**Instructions for the task:**
The line that contains "Target: glass base" and all lines following it to the end of the data below: set these down exactly, and nothing besides.

Extracted data entries:
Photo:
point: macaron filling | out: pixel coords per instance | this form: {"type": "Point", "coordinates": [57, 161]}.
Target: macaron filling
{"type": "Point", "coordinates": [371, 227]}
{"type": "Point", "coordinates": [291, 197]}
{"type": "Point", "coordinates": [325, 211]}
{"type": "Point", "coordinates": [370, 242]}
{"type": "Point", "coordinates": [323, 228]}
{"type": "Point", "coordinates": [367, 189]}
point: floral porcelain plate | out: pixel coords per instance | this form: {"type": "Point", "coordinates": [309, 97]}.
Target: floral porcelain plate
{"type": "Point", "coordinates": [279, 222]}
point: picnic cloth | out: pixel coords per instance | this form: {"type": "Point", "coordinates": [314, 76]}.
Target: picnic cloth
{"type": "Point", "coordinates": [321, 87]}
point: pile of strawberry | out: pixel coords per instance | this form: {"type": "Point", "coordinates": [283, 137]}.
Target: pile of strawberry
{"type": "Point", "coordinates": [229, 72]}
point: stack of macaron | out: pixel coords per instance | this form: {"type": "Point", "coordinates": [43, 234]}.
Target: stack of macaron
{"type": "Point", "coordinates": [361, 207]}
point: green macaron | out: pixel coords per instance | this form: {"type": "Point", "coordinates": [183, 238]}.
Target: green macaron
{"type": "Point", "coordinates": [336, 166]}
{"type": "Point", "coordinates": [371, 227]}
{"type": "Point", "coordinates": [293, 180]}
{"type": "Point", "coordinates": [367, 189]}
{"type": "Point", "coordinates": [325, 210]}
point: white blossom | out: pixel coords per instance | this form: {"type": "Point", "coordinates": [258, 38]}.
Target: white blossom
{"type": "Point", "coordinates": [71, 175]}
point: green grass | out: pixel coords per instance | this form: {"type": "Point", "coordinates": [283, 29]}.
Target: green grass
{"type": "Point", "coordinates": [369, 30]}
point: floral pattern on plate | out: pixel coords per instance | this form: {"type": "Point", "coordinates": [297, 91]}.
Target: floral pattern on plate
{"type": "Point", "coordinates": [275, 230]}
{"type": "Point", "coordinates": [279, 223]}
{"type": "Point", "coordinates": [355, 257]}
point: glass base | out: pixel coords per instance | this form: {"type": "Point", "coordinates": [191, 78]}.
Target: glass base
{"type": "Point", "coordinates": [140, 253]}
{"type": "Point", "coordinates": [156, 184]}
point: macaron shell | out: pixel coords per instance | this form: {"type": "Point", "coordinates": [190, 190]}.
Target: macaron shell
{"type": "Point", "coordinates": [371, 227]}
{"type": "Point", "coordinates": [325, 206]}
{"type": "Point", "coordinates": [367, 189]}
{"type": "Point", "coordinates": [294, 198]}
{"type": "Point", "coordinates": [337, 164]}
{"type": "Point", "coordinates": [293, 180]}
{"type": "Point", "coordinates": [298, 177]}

**Exercise response:**
Target: glass base
{"type": "Point", "coordinates": [140, 253]}
{"type": "Point", "coordinates": [156, 184]}
point: macaron shell | out: pixel coords per instance | this form: {"type": "Point", "coordinates": [190, 190]}.
Target: macaron shell
{"type": "Point", "coordinates": [371, 227]}
{"type": "Point", "coordinates": [325, 206]}
{"type": "Point", "coordinates": [367, 189]}
{"type": "Point", "coordinates": [294, 198]}
{"type": "Point", "coordinates": [337, 164]}
{"type": "Point", "coordinates": [293, 180]}
{"type": "Point", "coordinates": [298, 177]}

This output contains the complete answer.